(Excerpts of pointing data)
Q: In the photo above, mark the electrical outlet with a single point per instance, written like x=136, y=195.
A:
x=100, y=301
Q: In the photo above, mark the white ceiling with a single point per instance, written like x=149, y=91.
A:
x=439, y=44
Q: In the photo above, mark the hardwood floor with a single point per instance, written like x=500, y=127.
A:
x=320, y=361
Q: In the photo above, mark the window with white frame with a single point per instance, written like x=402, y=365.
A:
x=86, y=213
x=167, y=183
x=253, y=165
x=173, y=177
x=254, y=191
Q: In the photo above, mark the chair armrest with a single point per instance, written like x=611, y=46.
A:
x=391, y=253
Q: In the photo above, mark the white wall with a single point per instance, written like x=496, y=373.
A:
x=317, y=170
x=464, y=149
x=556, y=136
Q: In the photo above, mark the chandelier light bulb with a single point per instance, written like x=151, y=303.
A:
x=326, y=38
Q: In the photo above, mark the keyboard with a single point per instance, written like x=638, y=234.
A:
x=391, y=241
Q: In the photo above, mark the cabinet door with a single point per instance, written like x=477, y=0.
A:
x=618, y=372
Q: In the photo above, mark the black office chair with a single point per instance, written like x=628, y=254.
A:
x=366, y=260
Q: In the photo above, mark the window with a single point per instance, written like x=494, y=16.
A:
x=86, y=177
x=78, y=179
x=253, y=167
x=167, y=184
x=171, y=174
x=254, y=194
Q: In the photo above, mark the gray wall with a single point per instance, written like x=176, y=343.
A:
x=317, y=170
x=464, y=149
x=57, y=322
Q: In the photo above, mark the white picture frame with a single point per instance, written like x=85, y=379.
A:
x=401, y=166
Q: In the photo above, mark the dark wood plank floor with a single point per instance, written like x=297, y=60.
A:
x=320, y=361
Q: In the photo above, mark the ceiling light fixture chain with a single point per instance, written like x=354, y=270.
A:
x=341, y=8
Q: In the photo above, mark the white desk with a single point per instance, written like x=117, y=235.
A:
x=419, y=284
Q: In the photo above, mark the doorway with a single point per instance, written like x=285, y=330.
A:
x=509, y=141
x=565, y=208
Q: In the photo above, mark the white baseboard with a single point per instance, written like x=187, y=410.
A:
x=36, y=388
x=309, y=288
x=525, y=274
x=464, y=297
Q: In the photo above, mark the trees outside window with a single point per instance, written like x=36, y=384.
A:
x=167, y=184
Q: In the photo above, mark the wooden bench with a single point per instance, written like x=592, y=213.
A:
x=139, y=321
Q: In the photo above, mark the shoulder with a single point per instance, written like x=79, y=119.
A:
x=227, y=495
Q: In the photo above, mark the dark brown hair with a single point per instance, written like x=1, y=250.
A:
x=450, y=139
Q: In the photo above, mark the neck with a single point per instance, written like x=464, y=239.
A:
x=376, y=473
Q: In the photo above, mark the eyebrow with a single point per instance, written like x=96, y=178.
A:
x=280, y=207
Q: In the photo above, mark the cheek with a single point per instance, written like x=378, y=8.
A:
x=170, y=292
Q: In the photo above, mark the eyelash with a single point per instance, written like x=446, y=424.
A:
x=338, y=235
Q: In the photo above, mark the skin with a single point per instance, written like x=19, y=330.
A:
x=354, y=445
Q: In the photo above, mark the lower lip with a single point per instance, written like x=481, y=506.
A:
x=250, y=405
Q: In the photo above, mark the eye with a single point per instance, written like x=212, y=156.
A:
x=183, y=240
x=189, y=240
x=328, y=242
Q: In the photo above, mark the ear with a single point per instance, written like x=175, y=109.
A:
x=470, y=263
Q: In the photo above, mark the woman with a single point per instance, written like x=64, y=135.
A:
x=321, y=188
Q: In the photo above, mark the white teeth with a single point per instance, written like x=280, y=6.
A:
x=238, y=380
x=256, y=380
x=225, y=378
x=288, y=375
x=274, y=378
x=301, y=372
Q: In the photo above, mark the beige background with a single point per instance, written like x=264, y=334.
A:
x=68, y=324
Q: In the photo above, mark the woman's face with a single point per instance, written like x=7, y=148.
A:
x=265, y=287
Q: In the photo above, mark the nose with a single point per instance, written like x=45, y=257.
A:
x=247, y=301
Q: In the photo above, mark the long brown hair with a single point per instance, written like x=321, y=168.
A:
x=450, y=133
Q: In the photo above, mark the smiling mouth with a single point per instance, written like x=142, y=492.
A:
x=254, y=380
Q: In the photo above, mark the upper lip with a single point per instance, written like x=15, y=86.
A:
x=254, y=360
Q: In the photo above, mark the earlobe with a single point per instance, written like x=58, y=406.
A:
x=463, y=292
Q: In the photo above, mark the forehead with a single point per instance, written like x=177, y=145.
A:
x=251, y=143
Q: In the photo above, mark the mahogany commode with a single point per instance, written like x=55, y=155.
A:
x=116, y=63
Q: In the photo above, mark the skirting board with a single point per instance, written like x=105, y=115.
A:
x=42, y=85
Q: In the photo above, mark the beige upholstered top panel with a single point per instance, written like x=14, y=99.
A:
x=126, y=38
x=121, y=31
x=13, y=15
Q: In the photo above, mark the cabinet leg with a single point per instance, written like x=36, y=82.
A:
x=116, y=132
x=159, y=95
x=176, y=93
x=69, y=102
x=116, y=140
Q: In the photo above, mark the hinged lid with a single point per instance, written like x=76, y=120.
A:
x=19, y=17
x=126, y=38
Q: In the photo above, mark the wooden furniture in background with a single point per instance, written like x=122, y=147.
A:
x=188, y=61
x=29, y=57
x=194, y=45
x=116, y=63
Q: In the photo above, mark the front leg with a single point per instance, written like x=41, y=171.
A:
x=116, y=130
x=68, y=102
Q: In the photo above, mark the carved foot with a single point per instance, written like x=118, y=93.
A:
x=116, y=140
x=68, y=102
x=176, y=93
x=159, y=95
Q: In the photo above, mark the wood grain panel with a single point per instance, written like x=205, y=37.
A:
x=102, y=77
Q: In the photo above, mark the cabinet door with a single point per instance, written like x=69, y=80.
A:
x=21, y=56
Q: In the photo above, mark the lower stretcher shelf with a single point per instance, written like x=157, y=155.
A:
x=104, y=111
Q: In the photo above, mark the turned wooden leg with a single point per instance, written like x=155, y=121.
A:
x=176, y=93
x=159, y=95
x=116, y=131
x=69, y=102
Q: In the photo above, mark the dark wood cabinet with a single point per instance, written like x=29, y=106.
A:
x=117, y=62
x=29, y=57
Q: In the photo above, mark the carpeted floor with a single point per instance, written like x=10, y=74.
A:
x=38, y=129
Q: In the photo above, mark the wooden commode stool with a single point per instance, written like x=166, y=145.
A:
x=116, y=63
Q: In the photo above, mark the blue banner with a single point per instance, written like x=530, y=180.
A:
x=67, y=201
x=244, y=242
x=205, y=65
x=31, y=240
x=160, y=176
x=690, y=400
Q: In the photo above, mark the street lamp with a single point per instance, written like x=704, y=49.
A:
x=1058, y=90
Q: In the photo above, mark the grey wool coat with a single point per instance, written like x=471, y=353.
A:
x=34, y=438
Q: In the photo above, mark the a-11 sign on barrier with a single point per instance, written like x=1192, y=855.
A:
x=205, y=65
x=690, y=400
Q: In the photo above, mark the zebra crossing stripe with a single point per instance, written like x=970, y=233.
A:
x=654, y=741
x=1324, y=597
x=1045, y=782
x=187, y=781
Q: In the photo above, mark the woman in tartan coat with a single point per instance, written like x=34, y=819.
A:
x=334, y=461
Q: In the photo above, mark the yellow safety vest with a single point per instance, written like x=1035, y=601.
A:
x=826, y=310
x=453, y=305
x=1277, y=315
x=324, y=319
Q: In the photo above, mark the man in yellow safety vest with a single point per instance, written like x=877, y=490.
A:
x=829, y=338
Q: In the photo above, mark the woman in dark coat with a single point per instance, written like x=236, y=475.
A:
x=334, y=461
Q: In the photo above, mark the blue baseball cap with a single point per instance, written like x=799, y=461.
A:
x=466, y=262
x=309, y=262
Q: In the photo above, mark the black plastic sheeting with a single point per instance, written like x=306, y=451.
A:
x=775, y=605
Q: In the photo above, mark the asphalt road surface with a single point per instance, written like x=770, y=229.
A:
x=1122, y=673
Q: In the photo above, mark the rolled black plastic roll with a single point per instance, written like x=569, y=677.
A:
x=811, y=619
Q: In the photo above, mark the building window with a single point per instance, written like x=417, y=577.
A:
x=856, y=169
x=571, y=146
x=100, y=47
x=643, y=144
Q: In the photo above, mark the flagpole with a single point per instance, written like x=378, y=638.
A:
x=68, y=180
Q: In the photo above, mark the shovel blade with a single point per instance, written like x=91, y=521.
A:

**Problem to work on:** Scale the records from the line containing "Q: In the photo above, mark the dark brown" down through the line containing "x=338, y=235", writing out every line again, with only the answer coordinates multiplied by 0.55 and rounded to whole numbers, halves up. Keep all other lines and their numbers unchanged.

**The completed task:**
Q: In the photo above, mark the dark brown hair with a single point per instance, written like x=1, y=250.
A:
x=248, y=76
Q: In the photo above, mark the neck with a single point per instance, written like x=464, y=239.
A:
x=207, y=260
Q: In the photo above, mark the eyebrow with a single point per instance, written like x=96, y=178.
A:
x=154, y=114
Q: In the photo above, mark the cheek with a single point per instance, written like x=378, y=8.
A:
x=94, y=161
Q: In the photo above, mark the eyelash with a single point per instance, written like x=446, y=424.
A:
x=186, y=129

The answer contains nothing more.